TEXTE ->
****************************************

Le Burundi classé par RSF au 1er rang des pays de l’EAC qui oppresse la presse
L’édition 2019 du Classement mondial de la liberté de la presse établi par Reporters sans frontières (RSF) montre que la haine des journalistes a dégénéré en violence, laquelle est facteur d’une montée de la peur. Le nombre de pays considérés comme sûrs, où les journalistes peuvent exercer leur métier en toute sécurité, continue de se réduire, tandis que les régimes autoritaires renforcent leur emprise sur les médias.
Le Burundi perd toujours de place et occupe le devant (159/180) des pays qui oppresse la presse dans l’EAC. Suit le Rwanda (155/180) et l’Ouganda (124/180). La 4ème place est occupée par la Tanzanie (118/180) tandis que le Kenya (100/180) semble être le 1er pays pays dans l’EAC qui piétine moins la liberté de la presse.
L’Afrique enregistre la plus faible dégradation régionale de l’édition 2019 du Classement mais aussi certaines des plus fortes évolutions de l’année écoulée. Un changement de régime a permis à l’Ethiopie (110e) de vider ses prisons des journalistes et de faire un bond spectaculaire de 40 places.
C’est aussi une alternance politique qui a permis à la Gambie (92e, +30) d’afficher l’une des hausses les plus importantes du Classement. Les changements de pouvoir sur le continent ne profitent toutefois pas tous aux journalistes. En Tanzanie (118e, -25e), l’arrivée depuis 2015 du président John Magufuli, surnommé “le Bulldozer”, s’est accompagnée d’attaques sans précédent contre la presse.
Autre baisse significative : la Mauritanie (94e, -22) où le blogueur Mohamed Cheikh Ould Mohamed Mkhaïtir, initialement condamné à mort pour apostasie avant d’être déclaré libérable, est maintenu en détention dans un lieu secret depuis plus d’un an et demi. Continent des contrastes, l’Afrique est aussi celui de la continuité du côté du pire : la République démocratique du Congo (RDC), qui se maintient à la 154e place, est le pays d’Afrique où RSF a enregistré le plus d’exactions en 2018, tandis que la Somalie (164e) reste le pays de la région le plus meurtrier pour les journalistes.
Le Classement RSF, qui évalue chaque année la situation du journalisme dans 180 pays et territoires, révèle le déclenchement d’une mécanique de la peur très préjudiciable à l’exercice serein du journalisme. L’hostilité à l’encontre des journalistes, voire la haine relayée dans nombre de pays par des dirigeants politiques, a fini par susciter des passages à l’acte plus graves et plus fréquents, qui provoquent un accroissement des dangers et, de ce fait, un niveau de peur inédit dans certains endroits.

****************************************

SECTION DES DONNÉES ->
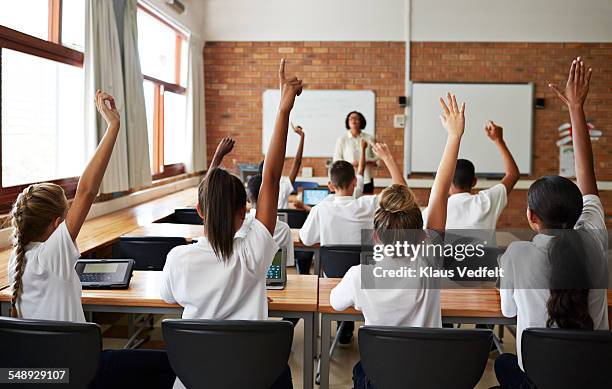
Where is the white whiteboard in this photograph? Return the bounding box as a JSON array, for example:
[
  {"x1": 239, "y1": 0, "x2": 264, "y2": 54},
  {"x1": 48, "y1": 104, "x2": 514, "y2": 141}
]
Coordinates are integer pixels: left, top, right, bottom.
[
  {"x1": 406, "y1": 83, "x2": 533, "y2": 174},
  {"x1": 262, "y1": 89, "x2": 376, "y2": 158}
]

****************************************

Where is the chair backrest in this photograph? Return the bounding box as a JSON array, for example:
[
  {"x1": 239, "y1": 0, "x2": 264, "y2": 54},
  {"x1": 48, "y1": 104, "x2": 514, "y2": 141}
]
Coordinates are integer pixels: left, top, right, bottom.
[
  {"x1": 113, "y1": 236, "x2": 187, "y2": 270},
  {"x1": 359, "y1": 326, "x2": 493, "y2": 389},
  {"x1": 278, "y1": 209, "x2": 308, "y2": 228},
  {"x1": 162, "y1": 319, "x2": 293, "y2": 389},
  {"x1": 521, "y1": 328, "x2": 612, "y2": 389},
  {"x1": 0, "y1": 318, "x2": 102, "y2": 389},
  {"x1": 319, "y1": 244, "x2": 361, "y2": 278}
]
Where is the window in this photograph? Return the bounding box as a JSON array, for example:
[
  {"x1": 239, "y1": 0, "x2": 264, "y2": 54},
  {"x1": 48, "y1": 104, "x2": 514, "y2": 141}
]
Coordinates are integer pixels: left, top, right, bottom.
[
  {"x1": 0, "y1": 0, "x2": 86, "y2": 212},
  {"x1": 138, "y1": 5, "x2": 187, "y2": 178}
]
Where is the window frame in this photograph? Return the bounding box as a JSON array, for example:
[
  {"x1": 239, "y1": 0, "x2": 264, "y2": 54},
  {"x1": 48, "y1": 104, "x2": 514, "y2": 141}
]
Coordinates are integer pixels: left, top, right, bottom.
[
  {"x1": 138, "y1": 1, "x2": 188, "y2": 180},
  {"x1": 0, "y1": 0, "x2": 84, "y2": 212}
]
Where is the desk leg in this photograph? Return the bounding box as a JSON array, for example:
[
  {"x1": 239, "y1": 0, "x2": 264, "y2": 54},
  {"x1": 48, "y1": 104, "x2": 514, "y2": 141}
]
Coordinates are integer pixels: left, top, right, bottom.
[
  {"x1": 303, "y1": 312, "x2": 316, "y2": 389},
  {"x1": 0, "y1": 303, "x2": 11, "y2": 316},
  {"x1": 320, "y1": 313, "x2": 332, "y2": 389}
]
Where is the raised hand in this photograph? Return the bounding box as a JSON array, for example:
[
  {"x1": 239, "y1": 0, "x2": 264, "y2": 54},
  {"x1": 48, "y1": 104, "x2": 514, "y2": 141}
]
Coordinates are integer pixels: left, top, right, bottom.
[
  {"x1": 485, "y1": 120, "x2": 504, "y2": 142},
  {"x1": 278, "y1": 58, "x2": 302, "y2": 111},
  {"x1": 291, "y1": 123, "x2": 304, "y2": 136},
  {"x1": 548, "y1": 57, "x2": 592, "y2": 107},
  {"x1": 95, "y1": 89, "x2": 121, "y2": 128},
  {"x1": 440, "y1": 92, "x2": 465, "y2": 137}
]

****************************************

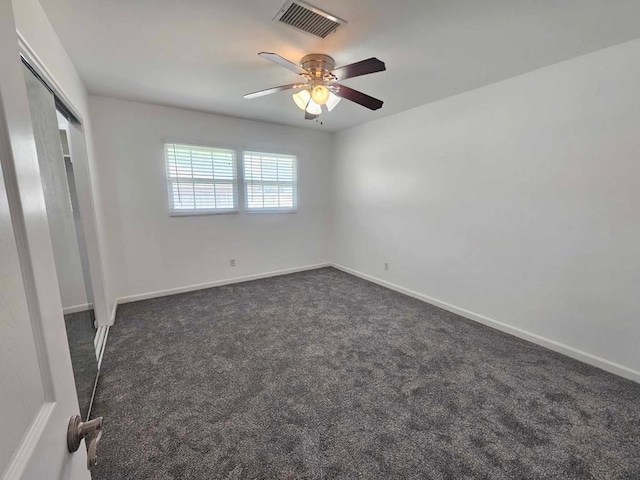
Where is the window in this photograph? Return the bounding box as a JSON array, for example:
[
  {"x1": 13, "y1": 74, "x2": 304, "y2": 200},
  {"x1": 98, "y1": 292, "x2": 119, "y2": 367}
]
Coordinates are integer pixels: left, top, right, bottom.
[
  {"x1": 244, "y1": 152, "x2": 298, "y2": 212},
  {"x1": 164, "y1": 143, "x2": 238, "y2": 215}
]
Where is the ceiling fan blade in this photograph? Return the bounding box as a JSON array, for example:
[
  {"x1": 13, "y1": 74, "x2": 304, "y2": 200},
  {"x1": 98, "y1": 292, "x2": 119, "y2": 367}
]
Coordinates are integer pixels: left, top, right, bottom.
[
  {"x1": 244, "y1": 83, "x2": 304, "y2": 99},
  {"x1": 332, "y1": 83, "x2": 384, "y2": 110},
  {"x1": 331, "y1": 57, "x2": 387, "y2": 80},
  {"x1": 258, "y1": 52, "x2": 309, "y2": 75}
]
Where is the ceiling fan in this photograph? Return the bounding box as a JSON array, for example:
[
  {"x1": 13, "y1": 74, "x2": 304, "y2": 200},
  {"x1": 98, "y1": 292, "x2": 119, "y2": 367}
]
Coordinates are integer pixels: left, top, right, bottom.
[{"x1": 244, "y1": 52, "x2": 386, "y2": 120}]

****************************************

EXERCICE PROPOSÉ 1 -> Relevez les pays de l'EAC cités dans le texte sur le classement de RSF et donnez pour chacun le rang sur 180 qui lui est attribué.
EXERCICE PROPOSÉ 2 -> Recopiez le passage du texte sur le classement de RSF compris entre « Le Burundi perd » et « de la presse. », bornes incluses.

RÉPONSE RÉDIGÉE 1 ->
- Burundi : 159/180
- Rwanda : 155/180
- Ouganda : 124/180
- Tanzanie : 118/180
- Kenya : 100/180

RÉPONSE RÉDIGÉE 2 ->
Le Burundi perd toujours de place et occupe le devant (159/180) des pays qui oppresse la presse dans l’EAC. Suit le Rwanda (155/180) et l’Ouganda (124/180). La 4ème place est occupée par la Tanzanie (118/180) tandis que le Kenya (100/180) semble être le 1er pays pays dans l’EAC qui piétine moins la liberté de la presse.